» **TASK TO COMPLETE**
Reproduce the items in the part that opens with the line containing "task: segment every instance of the mountain" and closes with the line containing "[[[206,216],[206,205],[194,205],[194,216]]]", both lines included, and repeat only those lines with their requests. Multiply every coordinate in the answers by 2.15 and round each result to a whole number, with halves rounded up.

start THE DATA

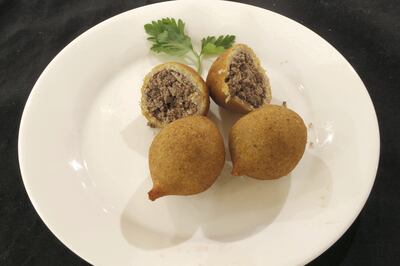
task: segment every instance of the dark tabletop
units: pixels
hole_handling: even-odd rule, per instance
[[[0,0],[0,265],[86,265],[47,229],[22,184],[19,121],[50,60],[97,23],[155,1]],[[363,211],[311,265],[400,265],[400,2],[243,1],[314,30],[354,66],[374,102],[381,157]],[[354,99],[356,102],[357,99]]]

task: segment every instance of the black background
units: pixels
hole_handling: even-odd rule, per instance
[[[28,199],[18,167],[20,117],[35,81],[65,45],[113,15],[154,2],[0,0],[0,265],[86,265]],[[242,2],[288,16],[328,40],[354,66],[378,115],[381,158],[368,202],[311,265],[400,265],[400,2]]]

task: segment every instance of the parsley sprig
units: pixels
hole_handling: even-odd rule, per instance
[[[151,50],[173,56],[192,54],[196,60],[197,72],[201,73],[201,60],[204,56],[215,56],[224,52],[235,42],[234,35],[208,36],[201,40],[201,51],[198,53],[191,38],[185,33],[185,23],[174,18],[163,18],[144,25],[147,40],[152,43]]]

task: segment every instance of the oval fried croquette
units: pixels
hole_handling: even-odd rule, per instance
[[[294,111],[267,105],[239,119],[229,136],[232,175],[276,179],[289,174],[303,156],[307,129]]]
[[[211,120],[204,116],[176,120],[150,146],[149,198],[200,193],[214,183],[224,163],[224,142]]]

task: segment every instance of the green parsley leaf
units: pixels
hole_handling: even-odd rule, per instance
[[[208,36],[201,40],[201,55],[219,55],[232,46],[235,42],[234,35],[221,35],[218,38]]]
[[[185,23],[173,18],[163,18],[144,25],[153,43],[151,50],[156,53],[183,56],[192,50],[192,40],[185,34]]]
[[[193,49],[192,40],[185,33],[185,23],[174,18],[163,18],[144,25],[149,35],[147,40],[152,43],[151,50],[156,53],[166,53],[173,56],[194,55],[197,71],[201,73],[202,56],[218,55],[235,42],[233,35],[221,35],[218,38],[208,36],[201,40],[200,54]]]

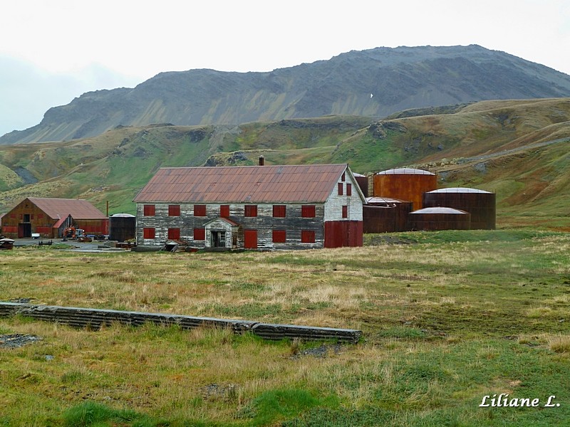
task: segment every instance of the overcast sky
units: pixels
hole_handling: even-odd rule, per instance
[[[0,135],[162,71],[269,71],[379,46],[478,44],[570,74],[568,0],[19,0],[0,16]]]

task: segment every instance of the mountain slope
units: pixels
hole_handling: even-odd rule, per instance
[[[347,162],[366,173],[409,166],[440,186],[497,192],[499,227],[570,230],[570,98],[484,101],[400,118],[329,116],[238,127],[120,127],[68,142],[0,147],[0,212],[27,196],[79,197],[133,213],[157,168]],[[401,116],[401,117],[400,117]]]
[[[118,125],[237,125],[326,115],[385,117],[483,100],[570,96],[570,76],[478,46],[377,48],[270,73],[162,73],[86,93],[0,144],[88,137]]]

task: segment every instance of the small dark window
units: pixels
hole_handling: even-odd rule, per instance
[[[287,234],[285,230],[273,231],[273,243],[284,243],[286,241]]]
[[[180,216],[180,205],[168,205],[168,216]]]
[[[245,205],[244,216],[257,216],[257,205]]]
[[[194,240],[206,240],[206,228],[195,228]]]
[[[301,230],[301,243],[314,243],[315,232],[313,230]]]
[[[301,216],[303,218],[315,217],[315,205],[303,205],[301,206]]]
[[[180,238],[180,229],[168,228],[168,238],[170,240],[179,240]]]
[[[286,206],[285,205],[273,205],[273,217],[285,218]]]
[[[143,215],[145,216],[155,216],[155,205],[145,205],[142,208],[144,211]]]
[[[206,216],[206,205],[194,205],[194,216]]]

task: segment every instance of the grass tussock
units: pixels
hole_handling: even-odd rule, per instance
[[[0,425],[539,423],[545,411],[478,405],[495,393],[570,396],[569,237],[463,236],[304,252],[6,251],[6,300],[356,327],[364,339],[0,319],[1,334],[41,337],[0,348]],[[569,408],[549,422],[563,425]]]

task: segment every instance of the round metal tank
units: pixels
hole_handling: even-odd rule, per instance
[[[109,217],[109,240],[125,242],[135,238],[137,218],[130,214],[115,214]]]
[[[424,208],[408,216],[411,230],[470,230],[471,214],[453,208]]]
[[[412,202],[385,197],[367,197],[362,206],[364,233],[393,233],[408,229]]]
[[[375,197],[408,200],[417,210],[423,207],[423,194],[437,188],[437,176],[408,167],[388,169],[374,174],[373,188]]]
[[[447,206],[471,214],[472,230],[494,230],[496,194],[465,187],[440,189],[424,193],[423,207]]]

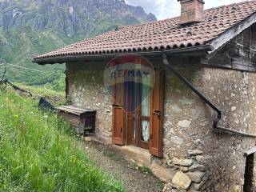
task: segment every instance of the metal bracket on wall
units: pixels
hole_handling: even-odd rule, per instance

end THE DATA

» **SOLUTION**
task: segment every instance of the mountain slope
units: pixels
hole_handling: even-odd rule, per instance
[[[746,348],[787,372],[879,357],[946,400],[1069,413],[1073,488],[1226,495],[1226,211],[1041,217],[860,254],[707,249],[512,273],[258,273],[146,305],[0,316],[0,456],[58,421],[170,424],[286,458],[338,361]],[[862,249],[862,252],[860,252]]]
[[[254,269],[510,269],[701,247],[828,252],[1038,215],[1226,206],[1226,163],[1028,99],[811,103],[581,157],[348,157],[185,200],[0,310],[189,295]]]

task: segment every instance of the small dark window
units: pixels
hole_handling: even-odd rule, per instance
[[[617,503],[613,495],[587,497],[587,522],[611,522],[615,518]]]
[[[387,464],[387,441],[361,441],[361,464]]]
[[[527,441],[525,464],[553,464],[553,441]]]
[[[417,516],[443,516],[443,490],[419,490]]]
[[[647,495],[647,522],[675,522],[677,499],[673,495]]]
[[[647,464],[651,469],[677,467],[677,441],[651,441],[647,443]]]
[[[387,512],[387,492],[361,490],[361,512],[366,516],[385,516]]]
[[[615,443],[613,441],[587,441],[587,467],[613,469]]]
[[[307,462],[312,464],[333,464],[333,441],[312,441],[305,447],[310,454]]]
[[[443,464],[443,441],[417,441],[417,464]]]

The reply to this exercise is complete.